* Start Records for processing *
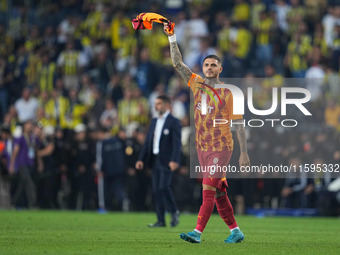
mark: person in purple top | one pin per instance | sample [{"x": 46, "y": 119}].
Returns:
[{"x": 22, "y": 164}]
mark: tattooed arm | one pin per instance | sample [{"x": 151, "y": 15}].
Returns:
[
  {"x": 177, "y": 60},
  {"x": 241, "y": 137}
]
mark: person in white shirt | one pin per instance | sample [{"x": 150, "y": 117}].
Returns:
[{"x": 26, "y": 106}]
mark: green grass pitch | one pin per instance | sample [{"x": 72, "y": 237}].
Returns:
[{"x": 49, "y": 232}]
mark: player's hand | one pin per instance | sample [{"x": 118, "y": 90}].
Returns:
[
  {"x": 139, "y": 165},
  {"x": 173, "y": 165},
  {"x": 244, "y": 159},
  {"x": 166, "y": 26}
]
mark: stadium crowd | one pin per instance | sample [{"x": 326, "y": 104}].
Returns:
[{"x": 75, "y": 72}]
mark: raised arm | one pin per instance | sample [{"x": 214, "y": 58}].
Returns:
[{"x": 176, "y": 57}]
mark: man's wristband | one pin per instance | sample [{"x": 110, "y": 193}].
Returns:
[{"x": 172, "y": 38}]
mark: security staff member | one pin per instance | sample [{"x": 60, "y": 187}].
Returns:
[{"x": 161, "y": 151}]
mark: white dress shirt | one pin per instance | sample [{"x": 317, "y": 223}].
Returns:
[{"x": 158, "y": 131}]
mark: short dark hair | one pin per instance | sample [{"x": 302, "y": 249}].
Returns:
[
  {"x": 214, "y": 57},
  {"x": 165, "y": 99}
]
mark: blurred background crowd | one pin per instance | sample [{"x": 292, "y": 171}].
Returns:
[{"x": 74, "y": 73}]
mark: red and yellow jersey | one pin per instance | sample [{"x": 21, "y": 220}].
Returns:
[{"x": 208, "y": 137}]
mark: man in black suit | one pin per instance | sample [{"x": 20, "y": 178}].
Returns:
[{"x": 161, "y": 151}]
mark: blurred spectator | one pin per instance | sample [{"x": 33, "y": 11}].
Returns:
[
  {"x": 82, "y": 176},
  {"x": 112, "y": 167},
  {"x": 6, "y": 78},
  {"x": 26, "y": 106},
  {"x": 298, "y": 190},
  {"x": 264, "y": 32},
  {"x": 241, "y": 11},
  {"x": 21, "y": 167},
  {"x": 196, "y": 28},
  {"x": 109, "y": 117},
  {"x": 70, "y": 62},
  {"x": 297, "y": 56},
  {"x": 332, "y": 114},
  {"x": 282, "y": 9},
  {"x": 295, "y": 16},
  {"x": 315, "y": 76},
  {"x": 46, "y": 73}
]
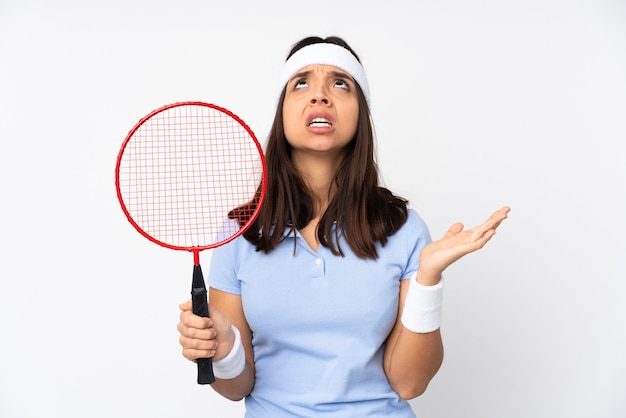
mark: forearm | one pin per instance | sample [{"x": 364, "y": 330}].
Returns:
[
  {"x": 236, "y": 388},
  {"x": 412, "y": 360}
]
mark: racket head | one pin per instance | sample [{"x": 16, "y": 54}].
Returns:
[{"x": 183, "y": 168}]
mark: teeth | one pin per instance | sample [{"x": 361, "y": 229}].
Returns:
[{"x": 320, "y": 121}]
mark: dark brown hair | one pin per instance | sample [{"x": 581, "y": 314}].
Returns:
[{"x": 360, "y": 210}]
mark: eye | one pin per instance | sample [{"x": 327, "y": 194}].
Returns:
[
  {"x": 341, "y": 83},
  {"x": 300, "y": 83}
]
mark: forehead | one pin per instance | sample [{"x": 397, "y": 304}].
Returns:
[{"x": 322, "y": 69}]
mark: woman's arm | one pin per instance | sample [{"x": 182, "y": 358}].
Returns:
[
  {"x": 213, "y": 337},
  {"x": 412, "y": 359}
]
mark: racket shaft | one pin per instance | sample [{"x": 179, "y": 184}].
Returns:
[{"x": 200, "y": 307}]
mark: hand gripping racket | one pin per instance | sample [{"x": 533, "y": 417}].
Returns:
[{"x": 181, "y": 173}]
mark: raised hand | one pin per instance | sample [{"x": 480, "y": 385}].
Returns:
[{"x": 457, "y": 242}]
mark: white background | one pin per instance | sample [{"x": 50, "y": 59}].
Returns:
[{"x": 476, "y": 104}]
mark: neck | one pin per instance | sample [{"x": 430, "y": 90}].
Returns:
[{"x": 319, "y": 174}]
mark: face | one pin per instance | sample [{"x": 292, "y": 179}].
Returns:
[{"x": 320, "y": 110}]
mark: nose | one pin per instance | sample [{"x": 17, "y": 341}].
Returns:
[{"x": 320, "y": 96}]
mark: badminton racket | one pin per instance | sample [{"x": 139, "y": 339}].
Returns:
[{"x": 191, "y": 176}]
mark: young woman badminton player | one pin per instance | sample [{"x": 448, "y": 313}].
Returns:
[{"x": 330, "y": 304}]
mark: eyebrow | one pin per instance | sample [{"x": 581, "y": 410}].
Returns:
[{"x": 338, "y": 74}]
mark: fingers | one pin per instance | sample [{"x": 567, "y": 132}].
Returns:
[
  {"x": 488, "y": 228},
  {"x": 197, "y": 336},
  {"x": 454, "y": 229}
]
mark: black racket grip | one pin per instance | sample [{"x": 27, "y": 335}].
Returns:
[{"x": 200, "y": 307}]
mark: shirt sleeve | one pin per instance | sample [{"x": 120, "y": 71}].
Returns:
[
  {"x": 417, "y": 237},
  {"x": 224, "y": 266}
]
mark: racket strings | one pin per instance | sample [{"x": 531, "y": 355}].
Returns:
[{"x": 184, "y": 170}]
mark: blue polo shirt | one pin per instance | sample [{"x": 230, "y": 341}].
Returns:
[{"x": 319, "y": 323}]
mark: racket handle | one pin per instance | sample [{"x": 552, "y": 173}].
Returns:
[{"x": 200, "y": 306}]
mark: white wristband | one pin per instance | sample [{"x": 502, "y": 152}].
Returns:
[
  {"x": 233, "y": 364},
  {"x": 422, "y": 307}
]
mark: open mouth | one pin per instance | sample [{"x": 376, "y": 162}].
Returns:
[{"x": 317, "y": 122}]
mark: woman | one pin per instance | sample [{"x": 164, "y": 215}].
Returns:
[{"x": 330, "y": 304}]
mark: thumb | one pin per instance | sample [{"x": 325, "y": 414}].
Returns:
[{"x": 186, "y": 306}]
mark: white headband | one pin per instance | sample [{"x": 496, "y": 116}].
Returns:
[{"x": 326, "y": 54}]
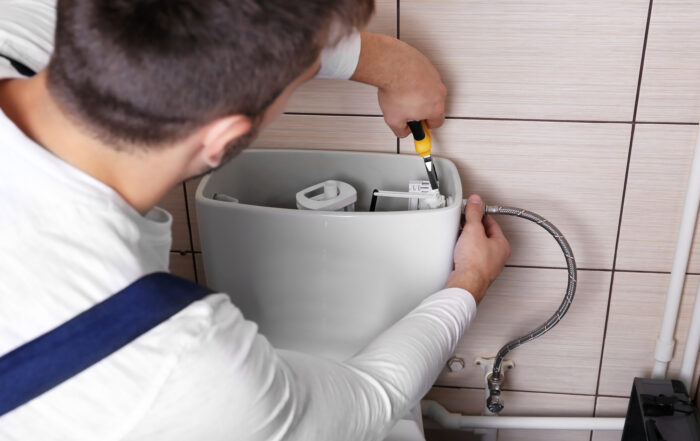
* End Records for processing *
Rewrite all the records above, putting "one point per instance" wherever "one pin per instance" appears and keeping everything else the same. Leave the pictures out.

Output for this exercise:
mark: person in purple top | one point per instance | sample [{"x": 46, "y": 119}].
Returns:
[{"x": 22, "y": 164}]
mark: tattooed arm | one point per instance | sample [{"x": 151, "y": 15}].
Returns:
[
  {"x": 177, "y": 60},
  {"x": 241, "y": 137}
]
mark: person in white shirt | one point per instance | sample [{"x": 150, "y": 117}].
Returns:
[{"x": 26, "y": 106}]
mark: green grass pitch | one point per instance | sample [{"x": 72, "y": 237}].
Returns:
[{"x": 49, "y": 232}]
mark: player's hand | one point per instance | sample [{"x": 118, "y": 90}].
Returns:
[
  {"x": 139, "y": 165},
  {"x": 173, "y": 165},
  {"x": 244, "y": 159},
  {"x": 166, "y": 26}
]
mark: stadium crowd | one point per instance | sample [{"x": 326, "y": 104}].
Returns:
[{"x": 75, "y": 72}]
mark: raised arm | one point per instance | sample [{"x": 214, "y": 58}].
Returns:
[{"x": 176, "y": 57}]
mark: man's wristband | one point per instance | sample [{"x": 110, "y": 193}].
Returns:
[{"x": 172, "y": 38}]
mark: security staff member | one point per instance | sample [{"x": 60, "y": 187}].
Returns:
[{"x": 161, "y": 151}]
mark: white dress shirt | one point per instance | sample [{"x": 317, "y": 223}].
Returns:
[{"x": 158, "y": 131}]
mark: short dark hair | one point per instance | sample [{"x": 302, "y": 249}].
Returns:
[
  {"x": 214, "y": 57},
  {"x": 165, "y": 99}
]
mark: blurred background crowd | one point per instance | sample [{"x": 292, "y": 171}].
Returns:
[{"x": 74, "y": 73}]
mark: red and yellow jersey | one point per instance | sample [{"x": 21, "y": 220}].
Returns:
[{"x": 208, "y": 137}]
mark: man in black suit | one point per instance | sample [{"x": 20, "y": 178}].
Returns:
[{"x": 161, "y": 151}]
mark: blurred spectator | one point per instance | sample [{"x": 33, "y": 11}].
Returns:
[
  {"x": 82, "y": 176},
  {"x": 112, "y": 167},
  {"x": 6, "y": 78},
  {"x": 26, "y": 106},
  {"x": 298, "y": 190},
  {"x": 264, "y": 32},
  {"x": 241, "y": 11},
  {"x": 21, "y": 167},
  {"x": 196, "y": 28},
  {"x": 109, "y": 117},
  {"x": 70, "y": 62},
  {"x": 297, "y": 56},
  {"x": 332, "y": 114},
  {"x": 282, "y": 9},
  {"x": 295, "y": 16},
  {"x": 315, "y": 76},
  {"x": 46, "y": 73}
]
mark: forearm | one point per instance | sample [{"x": 364, "y": 330}].
Returns:
[
  {"x": 236, "y": 388},
  {"x": 412, "y": 360}
]
mark: racket head | one point per instance | sample [{"x": 16, "y": 54}].
Returns:
[{"x": 183, "y": 168}]
mark: teeth | one point per instance | sample [{"x": 361, "y": 229}].
Returns:
[{"x": 320, "y": 121}]
mark: dark brown hair | one point per instance | sample [{"x": 581, "y": 314}].
Returns:
[{"x": 360, "y": 210}]
mark: eye | one point per instance | sample [{"x": 327, "y": 194}].
Returns:
[
  {"x": 341, "y": 83},
  {"x": 300, "y": 83}
]
mark: forehead | one point per instance | sample [{"x": 397, "y": 304}].
Returns:
[{"x": 322, "y": 69}]
mark: woman's arm | one point per instance | sample [{"x": 182, "y": 358}].
Returns:
[
  {"x": 213, "y": 337},
  {"x": 412, "y": 359}
]
mark: racket shaft | one point per instance | sample [{"x": 179, "y": 184}].
Returns:
[{"x": 200, "y": 307}]
mark: hand gripping racket | one point per instance | sample [{"x": 533, "y": 417}].
Returns:
[{"x": 181, "y": 173}]
mark: raised hand | one point per instance | sample [{"x": 480, "y": 385}].
Returns:
[{"x": 457, "y": 242}]
mark: white background | one point per instance | sample [{"x": 50, "y": 59}].
Returns:
[{"x": 476, "y": 104}]
mark: neck | one point per instance | sample [{"x": 430, "y": 90}].
Returns:
[{"x": 319, "y": 174}]
mark: face | one point per instance | sample [{"x": 292, "y": 179}].
Returns:
[{"x": 320, "y": 110}]
mark: nose | one point per instance | sample [{"x": 17, "y": 341}].
Returns:
[{"x": 320, "y": 96}]
mark: badminton racket | one point per instance | sample [{"x": 139, "y": 339}].
Returns:
[{"x": 191, "y": 176}]
mark: young woman badminton player | one point per instance | sample [{"x": 448, "y": 313}].
Returns:
[{"x": 330, "y": 304}]
mark: eyebrow | one point per instance | sample [{"x": 581, "y": 410}].
Returns:
[{"x": 338, "y": 74}]
mark: fingers | one point per instance | sample [{"x": 567, "y": 132}].
Returns:
[
  {"x": 488, "y": 228},
  {"x": 197, "y": 336},
  {"x": 454, "y": 229}
]
mark: black racket grip | one point per instance | sample [{"x": 27, "y": 335}].
Returns:
[{"x": 200, "y": 307}]
mark: shirt sleeve | one point per instance | sample [{"x": 120, "y": 71}].
Returns:
[
  {"x": 417, "y": 237},
  {"x": 224, "y": 266}
]
mark: racket strings | one point per instance | sample [{"x": 531, "y": 355}].
Returns:
[{"x": 184, "y": 170}]
mark: blue polo shirt | one point per instance | sample [{"x": 230, "y": 341}].
Returns:
[{"x": 319, "y": 323}]
mark: racket handle | one point per instance | sample [{"x": 552, "y": 173}].
Returns:
[{"x": 200, "y": 306}]
mark: white wristband | one point per instance | sample [{"x": 502, "y": 152}].
Returns:
[
  {"x": 233, "y": 364},
  {"x": 422, "y": 307}
]
mark: open mouth | one point per instance | sample [{"x": 376, "y": 162}].
Returns:
[{"x": 317, "y": 122}]
mark: woman | one point per instance | sample [{"x": 164, "y": 215}].
Returns:
[{"x": 330, "y": 304}]
mark: thumb | one point per instance | sample [{"x": 325, "y": 414}].
Returns:
[{"x": 186, "y": 306}]
mark: white headband | one point per instance | sample [{"x": 496, "y": 116}].
Returns:
[{"x": 326, "y": 54}]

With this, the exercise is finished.